Directions: Every single entry should be printed exactly.

[Stored entries]
★ ★ ★ ★

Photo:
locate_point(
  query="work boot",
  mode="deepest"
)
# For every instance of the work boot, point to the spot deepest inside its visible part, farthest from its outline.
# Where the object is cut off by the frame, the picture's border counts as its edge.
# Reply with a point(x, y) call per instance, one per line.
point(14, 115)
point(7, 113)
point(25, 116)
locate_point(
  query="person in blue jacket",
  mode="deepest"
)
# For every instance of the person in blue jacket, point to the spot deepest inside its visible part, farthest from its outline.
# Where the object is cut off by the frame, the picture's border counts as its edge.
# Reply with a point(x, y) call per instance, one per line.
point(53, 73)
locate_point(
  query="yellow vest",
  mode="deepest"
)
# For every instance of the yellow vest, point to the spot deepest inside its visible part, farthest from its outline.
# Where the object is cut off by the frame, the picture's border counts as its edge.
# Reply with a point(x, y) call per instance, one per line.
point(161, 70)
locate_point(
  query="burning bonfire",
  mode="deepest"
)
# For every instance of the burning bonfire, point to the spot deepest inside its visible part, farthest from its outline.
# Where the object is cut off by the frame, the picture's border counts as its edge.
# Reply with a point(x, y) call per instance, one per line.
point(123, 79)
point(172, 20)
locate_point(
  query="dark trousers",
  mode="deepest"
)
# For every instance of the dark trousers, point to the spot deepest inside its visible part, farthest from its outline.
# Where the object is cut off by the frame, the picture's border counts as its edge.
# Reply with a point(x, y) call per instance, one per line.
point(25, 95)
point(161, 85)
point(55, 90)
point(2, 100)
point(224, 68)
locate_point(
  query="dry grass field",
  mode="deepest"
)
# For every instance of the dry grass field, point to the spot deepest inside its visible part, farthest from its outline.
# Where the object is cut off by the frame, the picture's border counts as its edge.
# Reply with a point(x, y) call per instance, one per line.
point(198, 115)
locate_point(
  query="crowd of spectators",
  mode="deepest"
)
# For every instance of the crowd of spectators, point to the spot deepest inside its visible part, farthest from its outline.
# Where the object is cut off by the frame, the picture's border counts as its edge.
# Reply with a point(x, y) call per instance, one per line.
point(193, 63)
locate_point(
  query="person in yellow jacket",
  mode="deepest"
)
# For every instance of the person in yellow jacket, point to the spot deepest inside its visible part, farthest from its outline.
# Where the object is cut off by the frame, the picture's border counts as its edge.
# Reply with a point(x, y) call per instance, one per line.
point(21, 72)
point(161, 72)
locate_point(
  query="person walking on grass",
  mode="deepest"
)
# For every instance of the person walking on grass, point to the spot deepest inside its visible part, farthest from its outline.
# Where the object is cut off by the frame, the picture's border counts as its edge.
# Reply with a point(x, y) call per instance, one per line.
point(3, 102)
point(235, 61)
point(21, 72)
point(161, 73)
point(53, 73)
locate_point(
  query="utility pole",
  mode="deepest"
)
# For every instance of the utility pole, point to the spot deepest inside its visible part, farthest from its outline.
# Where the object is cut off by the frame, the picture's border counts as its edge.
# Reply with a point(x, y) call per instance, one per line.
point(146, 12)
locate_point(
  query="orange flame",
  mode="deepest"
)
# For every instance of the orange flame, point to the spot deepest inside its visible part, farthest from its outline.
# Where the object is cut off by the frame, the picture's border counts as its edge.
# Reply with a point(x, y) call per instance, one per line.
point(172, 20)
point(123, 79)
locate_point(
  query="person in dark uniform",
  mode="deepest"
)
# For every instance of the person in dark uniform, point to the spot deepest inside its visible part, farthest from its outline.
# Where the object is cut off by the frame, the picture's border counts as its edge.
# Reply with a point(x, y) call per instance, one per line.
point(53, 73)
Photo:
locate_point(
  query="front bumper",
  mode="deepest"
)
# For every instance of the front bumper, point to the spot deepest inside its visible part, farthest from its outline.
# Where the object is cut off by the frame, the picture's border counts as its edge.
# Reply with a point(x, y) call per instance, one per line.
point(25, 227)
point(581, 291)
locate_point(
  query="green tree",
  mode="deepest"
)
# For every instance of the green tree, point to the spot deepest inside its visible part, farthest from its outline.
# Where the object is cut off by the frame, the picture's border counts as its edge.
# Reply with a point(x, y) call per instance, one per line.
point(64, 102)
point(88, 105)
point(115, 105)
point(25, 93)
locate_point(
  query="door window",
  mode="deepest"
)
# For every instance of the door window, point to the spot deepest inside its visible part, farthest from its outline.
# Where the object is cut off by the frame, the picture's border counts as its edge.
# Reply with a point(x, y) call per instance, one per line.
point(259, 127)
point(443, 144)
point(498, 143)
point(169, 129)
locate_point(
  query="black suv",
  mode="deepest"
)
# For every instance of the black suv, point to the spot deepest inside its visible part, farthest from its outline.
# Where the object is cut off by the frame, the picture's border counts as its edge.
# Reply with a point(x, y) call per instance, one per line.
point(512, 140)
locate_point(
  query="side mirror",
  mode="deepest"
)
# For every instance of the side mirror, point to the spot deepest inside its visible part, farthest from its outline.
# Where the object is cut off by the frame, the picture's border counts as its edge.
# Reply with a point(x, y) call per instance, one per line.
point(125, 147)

★ ★ ★ ★

Your response:
Photo:
locate_point(
  query="work boot",
  mode="deepest"
)
# For every instance of the work boot, point to the spot deepest inside its visible part, farthest from its outline.
# Where the object is cut off by the frame, the picture's border counts as its edge.
# Reply with a point(x, y) call per instance, one per line.
point(14, 115)
point(7, 113)
point(25, 116)
locate_point(
  query="person in blue jacket",
  mode="deepest"
)
# For every instance of the person in blue jacket, point to the spot deepest inside its visible part, farthest from its outline.
# Where the object is cut off by the frame, the picture's border counts as its edge.
# Reply with a point(x, y) call per instance, one per line.
point(53, 73)
locate_point(
  query="yellow vest",
  mode="deepest"
)
# For every instance of the yellow vest, point to the spot deepest inside its visible part, farthest from its outline.
# Where the object is cut off by the frame, the picture's border counts as its edge.
# Reply with a point(x, y) call per instance, one per line.
point(161, 70)
locate_point(
  query="burning bonfire",
  mode="deepest"
)
# For every instance of the burning bonfire, point to the spot deepest inside its visible part, farthest from its outline.
# Where the object is cut off by the frame, the picture's border counts as its edge.
# Reply with a point(x, y) call per instance, one per line.
point(123, 79)
point(172, 20)
locate_point(
  query="dark trousers",
  mode="deepest"
)
# For every instance of the dark trousers, point to the spot deepest inside its visible part, farthest from its outline.
# Where the object is cut off by the frame, the picture's border counts as its edge.
# Reply with a point(x, y) call per instance, one per line.
point(25, 95)
point(161, 85)
point(55, 90)
point(2, 100)
point(224, 68)
locate_point(
  query="dry grass field",
  mode="deepest"
)
# For every instance of the dry grass field, point to the spot deepest inside its visible part, farthest from its outline.
# Where the object is cut off by the frame, the picture's border counts as its edge.
# Reply with a point(x, y) call per instance, one per line.
point(198, 115)
locate_point(
  query="crowd of spectators",
  mode="deepest"
)
# For every instance of the crowd of spectators, point to the spot deepest inside its visible part, farthest from its outline.
# Where the object is cut off by the frame, the picture's border counts as its edge.
# Reply with a point(x, y) call per instance, one per line.
point(193, 63)
locate_point(
  query="person in yellow jacket",
  mode="deepest"
)
# For every instance of the person in yellow jacket, point to the spot deepest inside its visible part, farthest from its outline.
# Where the object is cut off by the frame, the picture's border counts as its edge.
# Reply with a point(x, y) call per instance, one per line.
point(21, 72)
point(161, 72)
locate_point(
  query="person walking on grass",
  mode="deepest"
)
# For every instance of the person walking on grass, point to the spot deepest inside its visible part, farthest from its outline.
# Where the object is cut off by the frame, the picture's border counts as its edge.
# Reply with a point(x, y) call per instance, one per line.
point(3, 102)
point(235, 61)
point(21, 72)
point(161, 73)
point(53, 73)
locate_point(
  query="utility pole",
  mode="deepest"
)
# For every instance of the utility pole, point to the spot deepest inside its visible part, farthest from its outline.
# Where the object is cut off by the frame, the picture's border counts as its edge.
# Reply with a point(x, y) call per instance, one per line.
point(146, 12)
locate_point(
  query="orange flame",
  mode="deepest"
)
# For every instance of the orange flame, point to the spot deepest inside its visible part, farthest from its outline.
# Where the object is cut off by the frame, the picture's border counts as its edge.
# Reply with a point(x, y) call per instance, one per line.
point(172, 20)
point(123, 79)
locate_point(
  query="person in dark uniform",
  mode="deepest"
)
# For every instance of the person in dark uniform, point to the spot deepest inside its visible part, farthest from its outline.
# Where the object is cut off by the frame, the picture's border counts as its edge.
# Reply with a point(x, y) call per instance, one per line.
point(53, 73)
Photo:
locate_point(
  query="front bumper",
  mode="deepest"
)
# For every instance of the front bumper, point to the spot deepest inside its visible part, farthest from its outline.
# Where the object is cut off by the frame, the picture's border counts as its edge.
# Reply with a point(x, y) call per instance, one per line.
point(25, 227)
point(581, 291)
locate_point(
  query="green tree",
  mode="deepest"
)
# For every instance of the green tree, point to the spot deepest inside its visible part, farthest from its outline.
# Where the object is cut off by the frame, the picture's border counts as its edge.
# Reply with a point(x, y) call per instance, one per line.
point(64, 102)
point(88, 105)
point(115, 105)
point(25, 93)
locate_point(
  query="door window",
  mode="deepest"
)
# For every instance of the door window, point to the spot deepest inside its visible part, farthest from its outline.
# Where the object is cut off by the frame, the picture's border counts as its edge.
# Reply with a point(x, y) call per instance, one per line.
point(259, 127)
point(443, 144)
point(498, 143)
point(169, 129)
locate_point(
  query="black suv",
  mode="deepest"
)
# For every instance of the black suv, point to the spot deepest inside its visible part, farthest from its outline.
# Where the object is cut off by the frame, the picture's border counts as its edge.
# Reply with a point(x, y) call per instance, one per line.
point(512, 140)
locate_point(
  query="side mirror",
  mode="deepest"
)
# For every instance of the side mirror, point to the spot deepest inside its visible part, farthest from its outline.
# Where the object is cut off by the frame, the picture's border counts as its edge.
# Reply with a point(x, y) call per instance, one per line.
point(125, 147)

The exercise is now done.